Requisitos das tarefas —
1. Segundo o texto sobre o quilombo dos Palmares, o Governador Fernão Coutinho proibiu o porte de armas a certos grupos de moradores. Enumere todos esses grupos.
2. Copie do texto sobre o quilombo dos Palmares a passagem entre "Esta entrada fora" e "Penedo), em 1669.", inclusive.

Texto fornecido —

────

Zenóbio atacou pela retaguarda,
subindo o rio Panema e, na serra do Comonati, destruiu um mocambo e fez algum
reconhecimento da região.
Esta entrada fora organizada
pelo governo de Pernambuco, mas as dificuldades financeiras deste, agravadas
pela crise do comércio açucareiro que se iniciava, levaram-no a deixar aos
cuidados das vilas próximas o combate ao reduto.
Estas logo fizeram entre si
acordos de união financeira e militar para a luta, como o tratado entre Alagoas
e Porto Calvo em 1668, ou aquele entre essas duas, Serinhaém e Rio de São
Francisco (hoje Penedo), em 1669.
Tais acordos nunca saíram do
papel, havendo apenas notícias de ataques de pequenos bandos a grupos isolados
de negros, que resultavam em reconduzir uns poucos às senzalas. Essa
providência resultava às vezes em pior prejuízo, pois os escravos recambiados
freqüentemente estimulavam fugas de novos grupos, ou funcionavam como
verdadeiros espiões.
Por isso mesmo, o Governador
Bernardo de Miranda Henriques estabeleceu, em 1669, a regra de que os
negros capturados nos Palmares deveriam ser vendidos em Recife, sob pena de
confisco. Em 1670, o visível crescimento do quilombo e as constantes fugas
faziam crescer a tensão, o que levou o Governador Fernão Coutinho a proibir o
porte de qualquer arma a qualquer negro, mulato, índio, mameluco ou branco
"que exerça qualquer ofício mecânico ou haja exercido", residente nas
vilas em torno da área de negros livres.
As autoridades decidiram-se a
tomar medidas mais enérgicas, organizando entradas de maior porte, que chegavam
a mil homens e mais.

────

Listagem extraída de uma coleção
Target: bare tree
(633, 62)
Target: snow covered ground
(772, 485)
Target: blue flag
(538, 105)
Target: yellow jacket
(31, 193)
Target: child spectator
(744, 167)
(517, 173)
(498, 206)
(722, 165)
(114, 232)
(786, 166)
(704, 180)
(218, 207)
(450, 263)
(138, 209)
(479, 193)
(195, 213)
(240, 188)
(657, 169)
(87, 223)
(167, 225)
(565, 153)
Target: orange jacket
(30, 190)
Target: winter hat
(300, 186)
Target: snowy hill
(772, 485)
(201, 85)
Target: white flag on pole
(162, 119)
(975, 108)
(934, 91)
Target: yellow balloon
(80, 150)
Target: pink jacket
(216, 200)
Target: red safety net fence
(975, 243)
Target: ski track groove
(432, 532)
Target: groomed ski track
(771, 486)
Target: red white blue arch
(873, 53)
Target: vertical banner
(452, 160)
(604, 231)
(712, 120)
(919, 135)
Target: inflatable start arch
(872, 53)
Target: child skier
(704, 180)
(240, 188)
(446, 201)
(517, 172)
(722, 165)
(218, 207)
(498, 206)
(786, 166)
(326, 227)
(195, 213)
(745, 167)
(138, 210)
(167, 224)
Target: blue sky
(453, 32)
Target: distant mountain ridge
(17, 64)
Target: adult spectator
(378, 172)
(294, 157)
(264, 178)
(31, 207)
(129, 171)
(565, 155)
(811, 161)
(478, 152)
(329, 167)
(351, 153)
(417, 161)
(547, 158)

────

Respostas por tarefa —
1. Negros, mulatos, índios, mamelucos e brancos que exercessem ou tivessem exercido qualquer ofício mecânico, todos residentes nas vilas em torno da área de negros livres.

2.
Esta entrada fora organizada
pelo governo de Pernambuco, mas as dificuldades financeiras deste, agravadas
pela crise do comércio açucareiro que se iniciava, levaram-no a deixar aos
cuidados das vilas próximas o combate ao reduto.
Estas logo fizeram entre si
acordos de união financeira e militar para a luta, como o tratado entre Alagoas
e Porto Calvo em 1668, ou aquele entre essas duas, Serinhaém e Rio de São
Francisco (hoje Penedo), em 1669.